[Your instructions] Reproduce exactly, from the line containing "in [459, 338].", every line down to the end of the data below.

[Record set]

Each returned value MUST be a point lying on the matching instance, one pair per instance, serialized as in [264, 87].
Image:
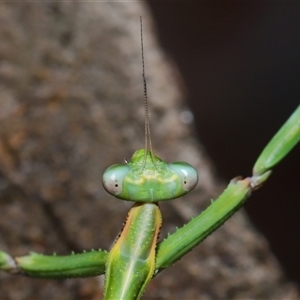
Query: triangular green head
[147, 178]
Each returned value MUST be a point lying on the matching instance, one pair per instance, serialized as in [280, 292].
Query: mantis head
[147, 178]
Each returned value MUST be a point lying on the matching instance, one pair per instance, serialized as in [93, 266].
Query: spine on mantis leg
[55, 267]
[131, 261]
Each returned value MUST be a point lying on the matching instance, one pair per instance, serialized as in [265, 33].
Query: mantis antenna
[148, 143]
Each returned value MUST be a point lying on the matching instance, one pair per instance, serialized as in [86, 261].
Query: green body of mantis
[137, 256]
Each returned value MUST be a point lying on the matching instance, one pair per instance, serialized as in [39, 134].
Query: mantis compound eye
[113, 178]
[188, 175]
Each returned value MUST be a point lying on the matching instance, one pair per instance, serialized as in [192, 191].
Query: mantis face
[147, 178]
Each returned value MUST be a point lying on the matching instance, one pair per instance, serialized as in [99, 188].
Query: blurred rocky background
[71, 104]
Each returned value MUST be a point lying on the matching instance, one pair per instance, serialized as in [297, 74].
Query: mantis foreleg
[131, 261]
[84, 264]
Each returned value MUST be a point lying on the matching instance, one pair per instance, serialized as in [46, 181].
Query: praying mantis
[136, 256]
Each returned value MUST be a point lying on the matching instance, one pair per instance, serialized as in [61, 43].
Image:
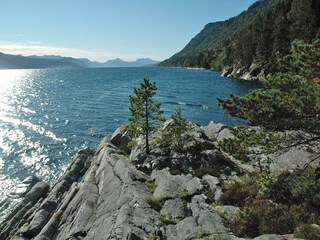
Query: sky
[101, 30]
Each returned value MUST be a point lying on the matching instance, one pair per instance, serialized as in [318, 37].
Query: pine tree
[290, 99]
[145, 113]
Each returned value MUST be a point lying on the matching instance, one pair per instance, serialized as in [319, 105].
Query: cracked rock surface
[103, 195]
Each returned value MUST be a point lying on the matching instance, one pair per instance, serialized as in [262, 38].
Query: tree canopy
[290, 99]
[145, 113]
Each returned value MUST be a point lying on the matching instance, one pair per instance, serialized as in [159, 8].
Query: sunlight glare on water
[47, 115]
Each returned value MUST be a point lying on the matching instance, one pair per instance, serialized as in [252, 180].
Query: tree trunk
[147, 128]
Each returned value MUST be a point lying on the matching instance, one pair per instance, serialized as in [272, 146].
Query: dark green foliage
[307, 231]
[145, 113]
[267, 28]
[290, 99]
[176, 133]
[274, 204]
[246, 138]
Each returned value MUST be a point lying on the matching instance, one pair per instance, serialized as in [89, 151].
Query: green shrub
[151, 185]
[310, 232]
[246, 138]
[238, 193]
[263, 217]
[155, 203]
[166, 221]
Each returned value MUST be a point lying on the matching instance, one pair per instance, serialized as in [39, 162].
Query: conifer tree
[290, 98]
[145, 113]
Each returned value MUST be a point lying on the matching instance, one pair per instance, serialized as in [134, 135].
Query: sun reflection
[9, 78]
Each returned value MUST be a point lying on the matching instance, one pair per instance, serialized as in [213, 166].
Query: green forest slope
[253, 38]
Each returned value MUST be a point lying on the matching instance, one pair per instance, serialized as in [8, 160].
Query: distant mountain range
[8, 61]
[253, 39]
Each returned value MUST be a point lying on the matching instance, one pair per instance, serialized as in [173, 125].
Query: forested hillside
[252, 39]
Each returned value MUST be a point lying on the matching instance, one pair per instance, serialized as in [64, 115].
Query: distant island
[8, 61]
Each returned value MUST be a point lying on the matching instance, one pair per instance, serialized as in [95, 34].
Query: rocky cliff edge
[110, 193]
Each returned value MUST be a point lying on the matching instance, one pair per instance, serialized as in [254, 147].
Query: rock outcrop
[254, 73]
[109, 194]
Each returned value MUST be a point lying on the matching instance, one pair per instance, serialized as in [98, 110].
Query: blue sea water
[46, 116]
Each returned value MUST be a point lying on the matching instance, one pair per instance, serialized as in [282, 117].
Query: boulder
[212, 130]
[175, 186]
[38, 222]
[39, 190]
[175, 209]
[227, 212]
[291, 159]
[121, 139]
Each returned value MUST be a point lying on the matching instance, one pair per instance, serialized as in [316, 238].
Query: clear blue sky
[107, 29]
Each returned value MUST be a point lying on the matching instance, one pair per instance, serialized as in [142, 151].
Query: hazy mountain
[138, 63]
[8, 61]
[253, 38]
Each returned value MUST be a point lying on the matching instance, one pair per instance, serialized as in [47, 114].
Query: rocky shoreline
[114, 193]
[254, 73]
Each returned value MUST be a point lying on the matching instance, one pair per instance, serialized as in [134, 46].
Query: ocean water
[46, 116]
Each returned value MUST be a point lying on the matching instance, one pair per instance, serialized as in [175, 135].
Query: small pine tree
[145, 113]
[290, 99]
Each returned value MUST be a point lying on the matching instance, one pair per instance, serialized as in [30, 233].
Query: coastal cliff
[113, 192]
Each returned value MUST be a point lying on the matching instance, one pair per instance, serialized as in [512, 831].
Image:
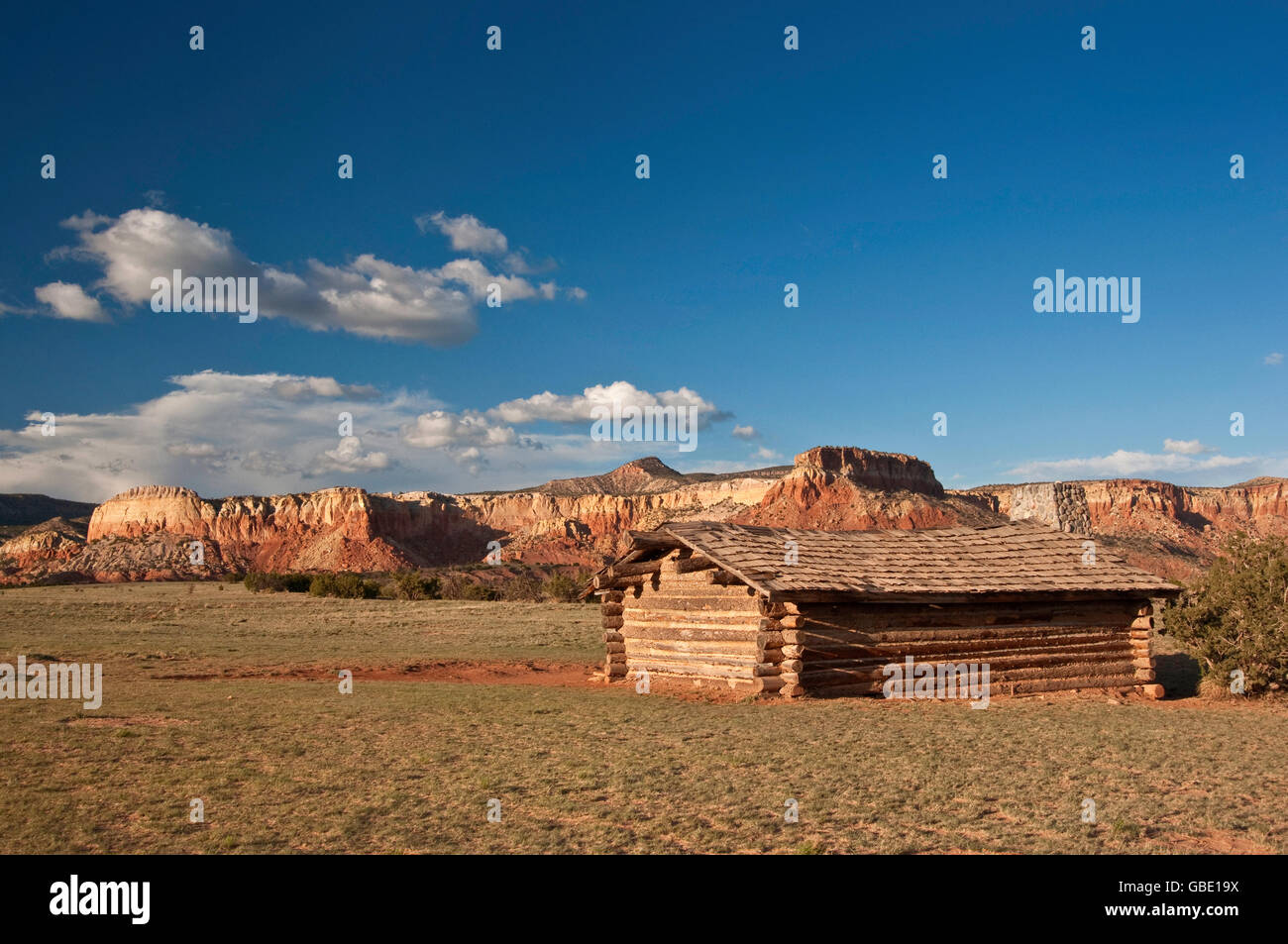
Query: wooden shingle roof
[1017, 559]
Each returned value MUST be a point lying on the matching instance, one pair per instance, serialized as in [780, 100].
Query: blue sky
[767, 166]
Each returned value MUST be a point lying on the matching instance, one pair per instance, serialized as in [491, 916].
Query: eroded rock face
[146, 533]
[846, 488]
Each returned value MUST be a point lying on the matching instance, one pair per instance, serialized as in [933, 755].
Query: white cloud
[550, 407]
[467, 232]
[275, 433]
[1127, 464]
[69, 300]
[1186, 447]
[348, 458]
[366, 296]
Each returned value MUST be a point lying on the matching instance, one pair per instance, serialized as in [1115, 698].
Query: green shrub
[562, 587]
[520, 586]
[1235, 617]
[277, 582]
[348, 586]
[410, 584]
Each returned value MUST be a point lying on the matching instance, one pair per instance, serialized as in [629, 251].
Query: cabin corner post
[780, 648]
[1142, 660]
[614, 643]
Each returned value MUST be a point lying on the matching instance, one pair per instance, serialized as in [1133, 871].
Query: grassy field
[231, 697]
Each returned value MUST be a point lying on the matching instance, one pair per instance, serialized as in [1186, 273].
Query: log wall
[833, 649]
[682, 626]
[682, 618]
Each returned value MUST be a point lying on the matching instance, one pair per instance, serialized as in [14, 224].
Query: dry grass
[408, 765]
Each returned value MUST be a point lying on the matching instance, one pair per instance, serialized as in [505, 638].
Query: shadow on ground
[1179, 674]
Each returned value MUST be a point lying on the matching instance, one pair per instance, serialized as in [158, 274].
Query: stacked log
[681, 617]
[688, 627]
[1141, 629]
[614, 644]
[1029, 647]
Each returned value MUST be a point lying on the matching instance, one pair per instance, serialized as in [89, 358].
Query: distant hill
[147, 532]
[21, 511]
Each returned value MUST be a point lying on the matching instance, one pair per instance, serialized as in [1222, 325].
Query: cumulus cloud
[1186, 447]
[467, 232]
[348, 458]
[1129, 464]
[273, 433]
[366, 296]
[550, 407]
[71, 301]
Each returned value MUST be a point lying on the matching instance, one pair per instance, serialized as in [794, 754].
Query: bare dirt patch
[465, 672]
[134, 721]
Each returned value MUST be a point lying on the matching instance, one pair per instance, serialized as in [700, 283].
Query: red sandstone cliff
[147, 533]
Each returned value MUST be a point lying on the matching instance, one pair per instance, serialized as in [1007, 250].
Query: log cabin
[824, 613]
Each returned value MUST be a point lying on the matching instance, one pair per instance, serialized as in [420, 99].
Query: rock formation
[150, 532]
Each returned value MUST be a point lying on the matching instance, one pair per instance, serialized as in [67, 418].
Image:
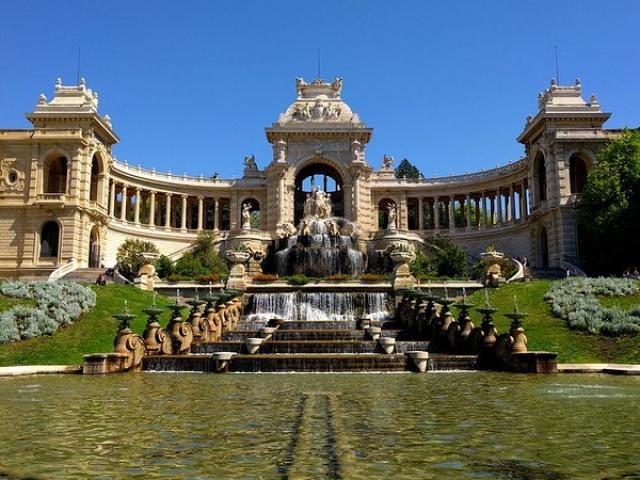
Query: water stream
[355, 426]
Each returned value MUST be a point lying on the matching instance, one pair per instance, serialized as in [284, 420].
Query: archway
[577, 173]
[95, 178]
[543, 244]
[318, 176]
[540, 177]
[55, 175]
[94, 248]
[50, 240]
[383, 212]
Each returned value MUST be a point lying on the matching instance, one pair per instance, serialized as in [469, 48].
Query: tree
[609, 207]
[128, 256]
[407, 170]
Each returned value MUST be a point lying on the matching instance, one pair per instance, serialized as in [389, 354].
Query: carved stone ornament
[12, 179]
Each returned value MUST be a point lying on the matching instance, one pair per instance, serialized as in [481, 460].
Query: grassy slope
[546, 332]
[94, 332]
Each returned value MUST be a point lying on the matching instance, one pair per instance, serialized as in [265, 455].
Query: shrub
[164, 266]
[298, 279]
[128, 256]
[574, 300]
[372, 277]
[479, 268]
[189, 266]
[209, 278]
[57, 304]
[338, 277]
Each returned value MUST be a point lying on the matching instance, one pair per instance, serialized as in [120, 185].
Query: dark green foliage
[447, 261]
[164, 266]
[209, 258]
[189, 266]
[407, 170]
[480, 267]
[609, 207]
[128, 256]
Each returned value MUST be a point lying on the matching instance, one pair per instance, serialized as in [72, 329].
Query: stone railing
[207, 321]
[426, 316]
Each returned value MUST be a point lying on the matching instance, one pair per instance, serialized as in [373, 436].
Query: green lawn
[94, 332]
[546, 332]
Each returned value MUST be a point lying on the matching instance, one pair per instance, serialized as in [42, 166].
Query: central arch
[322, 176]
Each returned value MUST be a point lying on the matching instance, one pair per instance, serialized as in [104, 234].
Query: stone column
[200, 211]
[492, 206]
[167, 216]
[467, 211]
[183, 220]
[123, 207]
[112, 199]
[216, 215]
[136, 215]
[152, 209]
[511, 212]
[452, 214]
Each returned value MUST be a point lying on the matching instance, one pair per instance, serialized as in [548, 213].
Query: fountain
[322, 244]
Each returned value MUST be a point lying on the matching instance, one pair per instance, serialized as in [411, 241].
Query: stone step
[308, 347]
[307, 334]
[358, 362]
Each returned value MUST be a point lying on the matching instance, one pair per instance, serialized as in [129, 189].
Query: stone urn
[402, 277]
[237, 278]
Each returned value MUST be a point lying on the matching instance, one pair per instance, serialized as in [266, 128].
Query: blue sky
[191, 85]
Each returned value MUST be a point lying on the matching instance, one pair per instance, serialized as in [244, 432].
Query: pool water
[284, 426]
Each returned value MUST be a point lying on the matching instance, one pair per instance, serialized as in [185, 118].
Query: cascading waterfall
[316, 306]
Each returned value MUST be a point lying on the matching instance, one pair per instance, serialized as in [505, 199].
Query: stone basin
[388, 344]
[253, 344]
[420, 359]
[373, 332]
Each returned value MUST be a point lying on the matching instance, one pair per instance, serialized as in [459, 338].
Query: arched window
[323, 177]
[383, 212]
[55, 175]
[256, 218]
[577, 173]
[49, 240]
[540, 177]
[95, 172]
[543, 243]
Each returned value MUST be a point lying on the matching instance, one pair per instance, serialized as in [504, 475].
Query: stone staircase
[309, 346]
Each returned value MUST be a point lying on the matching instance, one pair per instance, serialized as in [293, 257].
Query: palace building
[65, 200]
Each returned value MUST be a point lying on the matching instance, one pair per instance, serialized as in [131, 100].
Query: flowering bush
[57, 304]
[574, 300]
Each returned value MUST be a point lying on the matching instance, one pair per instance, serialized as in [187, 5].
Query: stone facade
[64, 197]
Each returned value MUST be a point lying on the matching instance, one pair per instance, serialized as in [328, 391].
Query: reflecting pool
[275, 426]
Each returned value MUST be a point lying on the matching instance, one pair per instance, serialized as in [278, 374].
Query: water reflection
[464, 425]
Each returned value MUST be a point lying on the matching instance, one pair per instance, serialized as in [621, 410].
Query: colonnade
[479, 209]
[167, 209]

[Expected answer]
Each returned value MUST be a point lying on the matching instance, one pair per instance, serialized as in [459, 338].
Query: arched window
[323, 177]
[383, 212]
[55, 175]
[256, 218]
[577, 173]
[49, 240]
[540, 177]
[95, 172]
[543, 243]
Each returned value MUST be a point lying on the matching instance, one pair per instance, serialized as in [504, 475].
Query: stone staircase
[309, 346]
Each returned value MUST be a point lying on the matching instance, one pair per instance, serialized as in [293, 257].
Query: palace building
[65, 200]
Each returned value MUST be a point lying on the matching instance, one pair per instance, serialized as in [131, 100].
Query: flowering bush
[57, 304]
[574, 300]
Each returned value MUST be a point lying on the matching instance, one pair per instance, serialized as in [187, 5].
Query: stone facade
[64, 197]
Each returned value MUST be a point lying on the matching instance, one pair per instance, serialized as in [328, 391].
Query: reflecting pool
[275, 426]
Each returned value MUST be a point lying on the matching instance, one pair per instance, serialized as in [278, 374].
Query: water reflection
[464, 425]
Each returned value MUST be a point lying on the matching instance, one pair per instance, serialized as in [621, 410].
Query: colonnade
[479, 209]
[167, 209]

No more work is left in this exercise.